(Referring expression data)
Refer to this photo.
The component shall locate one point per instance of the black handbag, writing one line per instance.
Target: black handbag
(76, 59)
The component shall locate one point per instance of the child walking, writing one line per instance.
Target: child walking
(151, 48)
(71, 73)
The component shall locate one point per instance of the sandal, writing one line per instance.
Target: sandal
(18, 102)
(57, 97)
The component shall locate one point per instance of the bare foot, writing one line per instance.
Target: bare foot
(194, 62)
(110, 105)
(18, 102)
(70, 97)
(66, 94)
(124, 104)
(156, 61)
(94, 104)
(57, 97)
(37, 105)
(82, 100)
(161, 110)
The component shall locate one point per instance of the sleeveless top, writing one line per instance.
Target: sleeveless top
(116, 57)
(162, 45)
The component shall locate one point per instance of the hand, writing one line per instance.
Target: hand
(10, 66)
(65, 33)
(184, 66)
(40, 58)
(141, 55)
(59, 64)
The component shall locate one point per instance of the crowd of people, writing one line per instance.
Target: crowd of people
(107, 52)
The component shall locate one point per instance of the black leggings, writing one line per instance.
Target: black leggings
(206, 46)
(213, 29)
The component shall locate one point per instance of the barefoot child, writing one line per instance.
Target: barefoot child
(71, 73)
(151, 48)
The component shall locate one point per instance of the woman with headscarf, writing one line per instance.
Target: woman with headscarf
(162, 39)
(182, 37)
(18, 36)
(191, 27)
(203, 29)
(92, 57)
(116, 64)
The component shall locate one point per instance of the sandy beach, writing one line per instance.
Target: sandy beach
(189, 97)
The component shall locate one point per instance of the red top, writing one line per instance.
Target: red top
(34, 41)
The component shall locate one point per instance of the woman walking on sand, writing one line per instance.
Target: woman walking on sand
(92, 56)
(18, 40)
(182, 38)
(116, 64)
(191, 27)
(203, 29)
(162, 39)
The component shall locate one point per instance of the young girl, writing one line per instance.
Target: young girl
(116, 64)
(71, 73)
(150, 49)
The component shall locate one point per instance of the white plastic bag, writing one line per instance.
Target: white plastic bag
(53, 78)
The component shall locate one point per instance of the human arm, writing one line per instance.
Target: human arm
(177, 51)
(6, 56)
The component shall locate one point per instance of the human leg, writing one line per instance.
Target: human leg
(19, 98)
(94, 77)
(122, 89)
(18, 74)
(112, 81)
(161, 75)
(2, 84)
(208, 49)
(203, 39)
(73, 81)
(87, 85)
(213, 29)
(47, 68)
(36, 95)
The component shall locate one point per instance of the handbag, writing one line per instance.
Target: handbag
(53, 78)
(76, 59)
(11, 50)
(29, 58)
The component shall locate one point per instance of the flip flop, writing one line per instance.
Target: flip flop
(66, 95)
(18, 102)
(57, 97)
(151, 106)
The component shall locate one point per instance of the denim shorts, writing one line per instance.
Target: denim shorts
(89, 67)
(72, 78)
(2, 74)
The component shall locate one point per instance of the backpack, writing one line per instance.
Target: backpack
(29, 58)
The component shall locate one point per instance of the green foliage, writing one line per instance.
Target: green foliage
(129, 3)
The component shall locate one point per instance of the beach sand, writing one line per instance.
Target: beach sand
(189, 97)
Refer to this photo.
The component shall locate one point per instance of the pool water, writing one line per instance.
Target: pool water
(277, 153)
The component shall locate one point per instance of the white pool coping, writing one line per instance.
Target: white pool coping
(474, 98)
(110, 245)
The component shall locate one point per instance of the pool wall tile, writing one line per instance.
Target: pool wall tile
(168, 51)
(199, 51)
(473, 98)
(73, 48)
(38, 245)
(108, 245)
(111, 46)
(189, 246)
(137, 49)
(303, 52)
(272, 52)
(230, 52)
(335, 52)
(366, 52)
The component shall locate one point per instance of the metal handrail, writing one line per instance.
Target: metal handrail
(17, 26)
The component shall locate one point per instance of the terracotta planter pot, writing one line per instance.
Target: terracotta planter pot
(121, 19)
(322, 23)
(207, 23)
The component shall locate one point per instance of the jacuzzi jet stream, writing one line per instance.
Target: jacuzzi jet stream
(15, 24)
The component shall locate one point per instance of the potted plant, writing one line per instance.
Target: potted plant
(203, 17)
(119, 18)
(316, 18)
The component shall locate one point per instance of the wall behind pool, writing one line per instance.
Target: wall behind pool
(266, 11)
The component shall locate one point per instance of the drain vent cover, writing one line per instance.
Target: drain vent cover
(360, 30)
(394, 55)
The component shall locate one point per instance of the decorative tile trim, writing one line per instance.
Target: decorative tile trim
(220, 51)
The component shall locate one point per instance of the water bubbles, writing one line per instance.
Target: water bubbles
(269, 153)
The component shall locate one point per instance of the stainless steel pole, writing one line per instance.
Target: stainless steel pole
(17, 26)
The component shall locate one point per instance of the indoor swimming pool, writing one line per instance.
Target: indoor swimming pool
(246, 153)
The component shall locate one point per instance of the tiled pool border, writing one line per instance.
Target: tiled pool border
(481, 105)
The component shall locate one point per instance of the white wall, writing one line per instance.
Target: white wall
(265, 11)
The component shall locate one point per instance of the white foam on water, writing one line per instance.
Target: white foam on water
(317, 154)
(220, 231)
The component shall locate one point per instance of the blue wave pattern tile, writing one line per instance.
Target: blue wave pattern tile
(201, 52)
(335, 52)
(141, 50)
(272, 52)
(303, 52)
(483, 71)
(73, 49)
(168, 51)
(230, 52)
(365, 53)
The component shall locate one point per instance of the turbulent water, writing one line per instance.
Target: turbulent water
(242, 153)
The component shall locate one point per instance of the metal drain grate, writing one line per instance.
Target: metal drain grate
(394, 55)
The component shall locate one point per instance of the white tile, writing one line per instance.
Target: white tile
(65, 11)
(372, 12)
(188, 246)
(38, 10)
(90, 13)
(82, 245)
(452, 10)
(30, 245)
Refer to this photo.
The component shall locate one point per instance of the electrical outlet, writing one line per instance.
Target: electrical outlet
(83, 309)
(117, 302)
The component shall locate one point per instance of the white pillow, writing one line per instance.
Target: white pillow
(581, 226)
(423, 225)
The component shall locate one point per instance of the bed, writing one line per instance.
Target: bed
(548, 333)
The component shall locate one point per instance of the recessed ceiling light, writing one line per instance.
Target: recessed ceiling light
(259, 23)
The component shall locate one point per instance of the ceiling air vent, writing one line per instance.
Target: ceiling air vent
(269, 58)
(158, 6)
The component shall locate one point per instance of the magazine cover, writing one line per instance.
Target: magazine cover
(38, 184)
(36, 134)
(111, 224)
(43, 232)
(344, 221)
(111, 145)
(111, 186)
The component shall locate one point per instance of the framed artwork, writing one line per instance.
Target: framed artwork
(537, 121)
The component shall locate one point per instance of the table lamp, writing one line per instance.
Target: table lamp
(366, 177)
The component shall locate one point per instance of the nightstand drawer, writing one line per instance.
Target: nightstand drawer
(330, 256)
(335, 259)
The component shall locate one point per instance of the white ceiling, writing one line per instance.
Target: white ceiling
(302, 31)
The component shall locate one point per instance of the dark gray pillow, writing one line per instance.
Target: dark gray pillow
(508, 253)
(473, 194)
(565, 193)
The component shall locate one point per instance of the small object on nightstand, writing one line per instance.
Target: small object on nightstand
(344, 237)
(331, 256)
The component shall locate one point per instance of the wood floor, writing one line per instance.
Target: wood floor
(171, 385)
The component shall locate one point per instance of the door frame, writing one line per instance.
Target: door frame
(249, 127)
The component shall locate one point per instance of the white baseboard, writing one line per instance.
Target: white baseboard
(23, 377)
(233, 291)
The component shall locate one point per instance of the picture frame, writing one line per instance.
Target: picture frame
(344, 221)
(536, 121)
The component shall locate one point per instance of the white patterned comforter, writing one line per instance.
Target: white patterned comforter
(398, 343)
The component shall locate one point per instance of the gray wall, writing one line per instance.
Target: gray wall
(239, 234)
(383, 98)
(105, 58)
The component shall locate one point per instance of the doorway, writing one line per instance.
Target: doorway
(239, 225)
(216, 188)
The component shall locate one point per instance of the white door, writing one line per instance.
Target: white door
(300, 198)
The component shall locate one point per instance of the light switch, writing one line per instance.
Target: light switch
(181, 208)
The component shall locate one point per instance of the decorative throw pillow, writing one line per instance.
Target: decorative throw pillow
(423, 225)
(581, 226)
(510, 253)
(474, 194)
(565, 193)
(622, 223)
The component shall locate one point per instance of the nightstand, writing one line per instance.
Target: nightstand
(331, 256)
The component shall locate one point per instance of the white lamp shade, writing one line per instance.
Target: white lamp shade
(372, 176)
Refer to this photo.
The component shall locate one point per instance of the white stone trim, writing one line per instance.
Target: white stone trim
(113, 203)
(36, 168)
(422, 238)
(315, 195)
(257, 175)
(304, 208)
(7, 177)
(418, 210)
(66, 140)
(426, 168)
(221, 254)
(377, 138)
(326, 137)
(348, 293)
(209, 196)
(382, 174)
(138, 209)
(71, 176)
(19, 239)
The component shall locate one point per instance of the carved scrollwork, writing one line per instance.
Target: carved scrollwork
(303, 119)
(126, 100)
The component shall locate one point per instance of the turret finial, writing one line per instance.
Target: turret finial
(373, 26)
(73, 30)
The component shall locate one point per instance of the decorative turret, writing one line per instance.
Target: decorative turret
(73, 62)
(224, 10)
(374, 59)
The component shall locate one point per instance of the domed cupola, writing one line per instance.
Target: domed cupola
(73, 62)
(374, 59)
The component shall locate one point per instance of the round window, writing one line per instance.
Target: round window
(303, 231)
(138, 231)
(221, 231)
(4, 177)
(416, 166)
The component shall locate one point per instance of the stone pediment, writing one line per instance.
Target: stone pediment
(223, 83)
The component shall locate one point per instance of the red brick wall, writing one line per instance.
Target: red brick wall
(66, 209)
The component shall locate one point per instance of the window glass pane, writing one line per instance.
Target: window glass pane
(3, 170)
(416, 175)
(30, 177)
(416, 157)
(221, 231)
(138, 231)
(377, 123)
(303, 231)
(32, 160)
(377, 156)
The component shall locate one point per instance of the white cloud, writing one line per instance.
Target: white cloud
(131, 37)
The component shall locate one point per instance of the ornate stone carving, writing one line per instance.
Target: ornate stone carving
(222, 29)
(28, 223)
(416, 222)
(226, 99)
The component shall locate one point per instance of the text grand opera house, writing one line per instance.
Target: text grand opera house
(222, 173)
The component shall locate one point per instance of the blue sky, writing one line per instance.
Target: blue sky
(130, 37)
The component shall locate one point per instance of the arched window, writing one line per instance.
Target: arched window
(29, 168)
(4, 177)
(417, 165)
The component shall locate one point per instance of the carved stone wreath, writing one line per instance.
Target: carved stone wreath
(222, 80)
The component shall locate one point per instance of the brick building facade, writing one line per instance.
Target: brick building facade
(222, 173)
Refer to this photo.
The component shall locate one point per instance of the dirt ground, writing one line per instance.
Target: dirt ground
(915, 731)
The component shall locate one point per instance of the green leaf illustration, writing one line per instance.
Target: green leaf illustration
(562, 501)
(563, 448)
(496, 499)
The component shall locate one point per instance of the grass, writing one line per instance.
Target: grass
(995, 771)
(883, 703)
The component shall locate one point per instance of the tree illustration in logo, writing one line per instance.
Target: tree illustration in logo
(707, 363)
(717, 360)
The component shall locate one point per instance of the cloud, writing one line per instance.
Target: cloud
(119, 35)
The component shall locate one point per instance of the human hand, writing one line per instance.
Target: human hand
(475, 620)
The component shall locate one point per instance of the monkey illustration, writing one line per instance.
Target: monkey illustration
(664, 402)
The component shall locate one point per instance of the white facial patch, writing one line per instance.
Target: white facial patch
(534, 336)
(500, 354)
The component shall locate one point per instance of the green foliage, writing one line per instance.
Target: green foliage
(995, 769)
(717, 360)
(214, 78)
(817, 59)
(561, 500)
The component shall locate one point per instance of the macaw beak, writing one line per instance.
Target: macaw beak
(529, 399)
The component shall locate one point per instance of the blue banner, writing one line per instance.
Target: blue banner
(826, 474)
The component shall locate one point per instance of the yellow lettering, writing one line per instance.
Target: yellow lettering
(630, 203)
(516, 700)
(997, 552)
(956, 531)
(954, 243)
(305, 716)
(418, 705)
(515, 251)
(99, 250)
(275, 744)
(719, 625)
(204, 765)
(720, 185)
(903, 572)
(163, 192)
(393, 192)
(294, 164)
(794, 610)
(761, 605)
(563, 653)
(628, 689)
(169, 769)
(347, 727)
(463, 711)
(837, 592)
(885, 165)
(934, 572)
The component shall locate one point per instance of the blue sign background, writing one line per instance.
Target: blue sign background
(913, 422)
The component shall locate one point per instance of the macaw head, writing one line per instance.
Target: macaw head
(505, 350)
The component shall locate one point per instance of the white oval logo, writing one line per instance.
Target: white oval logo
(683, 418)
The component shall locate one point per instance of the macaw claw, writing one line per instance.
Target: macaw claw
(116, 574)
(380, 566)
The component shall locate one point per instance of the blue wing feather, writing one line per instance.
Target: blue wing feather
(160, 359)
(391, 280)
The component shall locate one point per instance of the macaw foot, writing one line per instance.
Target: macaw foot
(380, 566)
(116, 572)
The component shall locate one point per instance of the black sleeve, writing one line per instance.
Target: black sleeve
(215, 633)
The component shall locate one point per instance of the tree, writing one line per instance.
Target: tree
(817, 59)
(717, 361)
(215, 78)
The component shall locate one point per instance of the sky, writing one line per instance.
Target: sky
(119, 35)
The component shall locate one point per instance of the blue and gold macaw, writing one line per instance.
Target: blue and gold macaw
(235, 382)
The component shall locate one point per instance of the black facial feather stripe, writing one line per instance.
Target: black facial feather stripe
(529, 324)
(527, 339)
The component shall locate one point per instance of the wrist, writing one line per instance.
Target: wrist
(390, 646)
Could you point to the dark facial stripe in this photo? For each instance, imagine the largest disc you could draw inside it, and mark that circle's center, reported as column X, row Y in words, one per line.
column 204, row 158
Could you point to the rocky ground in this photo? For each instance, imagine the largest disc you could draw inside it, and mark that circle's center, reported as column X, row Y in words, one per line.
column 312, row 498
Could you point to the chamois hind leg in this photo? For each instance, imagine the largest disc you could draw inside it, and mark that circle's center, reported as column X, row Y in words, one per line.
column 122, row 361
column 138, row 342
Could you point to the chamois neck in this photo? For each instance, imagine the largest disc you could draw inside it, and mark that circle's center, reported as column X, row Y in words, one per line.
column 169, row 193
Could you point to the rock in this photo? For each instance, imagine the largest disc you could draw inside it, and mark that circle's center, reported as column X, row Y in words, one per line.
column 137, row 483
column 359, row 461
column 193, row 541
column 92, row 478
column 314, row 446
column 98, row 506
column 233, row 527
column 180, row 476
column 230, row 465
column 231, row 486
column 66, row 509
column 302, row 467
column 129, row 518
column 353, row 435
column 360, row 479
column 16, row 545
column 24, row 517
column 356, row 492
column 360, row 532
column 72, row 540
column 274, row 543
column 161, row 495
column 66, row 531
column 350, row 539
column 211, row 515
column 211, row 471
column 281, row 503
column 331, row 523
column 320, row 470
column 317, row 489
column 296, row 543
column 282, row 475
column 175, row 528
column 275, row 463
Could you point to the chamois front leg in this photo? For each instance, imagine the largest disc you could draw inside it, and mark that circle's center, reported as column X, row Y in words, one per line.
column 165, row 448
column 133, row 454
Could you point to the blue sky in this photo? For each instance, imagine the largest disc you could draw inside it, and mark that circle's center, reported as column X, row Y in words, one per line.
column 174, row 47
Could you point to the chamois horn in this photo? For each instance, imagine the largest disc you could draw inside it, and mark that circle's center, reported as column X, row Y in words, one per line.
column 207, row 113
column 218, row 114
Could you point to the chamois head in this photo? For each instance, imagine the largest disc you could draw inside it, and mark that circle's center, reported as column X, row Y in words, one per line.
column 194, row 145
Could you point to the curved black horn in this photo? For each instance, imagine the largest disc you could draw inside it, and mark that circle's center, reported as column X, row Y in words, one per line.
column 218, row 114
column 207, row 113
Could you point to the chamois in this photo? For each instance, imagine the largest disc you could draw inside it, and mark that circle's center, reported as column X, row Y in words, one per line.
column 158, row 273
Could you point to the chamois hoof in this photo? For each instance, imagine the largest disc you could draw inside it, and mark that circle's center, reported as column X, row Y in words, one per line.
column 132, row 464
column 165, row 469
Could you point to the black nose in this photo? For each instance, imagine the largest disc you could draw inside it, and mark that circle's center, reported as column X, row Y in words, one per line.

◆ **Task statement**: Return exactly the lines above from the line that has "door, writing one line per instance." through the line that has "scrollwork, writing one line per instance.", inclusive, and nothing else.

◆ **Task answer**:
The component shall locate one point per instance of the white door, writing one line per instance.
Target: white door
(300, 198)
The component shall locate one point per instance of the light switch, writing one line per instance.
Target: light switch
(181, 208)
The component shall locate one point per instance of the decorative throw pillow, writing one line per instance.
Target: decorative throw pillow
(423, 225)
(581, 226)
(510, 253)
(474, 194)
(565, 193)
(622, 223)
The component shall locate one point per instance of the nightstand, writing one line per instance.
Target: nightstand
(331, 256)
The component shall locate one point per instance of the white lamp shade, writing one line per instance.
Target: white lamp shade
(372, 176)
Refer to this photo.
The component shall locate one point per instance of the white stone trim, writing one line per instance.
Target: white stone trim
(113, 203)
(36, 168)
(422, 238)
(315, 195)
(257, 175)
(304, 208)
(7, 177)
(418, 210)
(66, 140)
(426, 168)
(221, 254)
(377, 138)
(326, 137)
(348, 293)
(209, 196)
(382, 174)
(138, 209)
(71, 176)
(19, 239)
The component shall locate one point per instance of the carved scrollwork, writing one line per instance.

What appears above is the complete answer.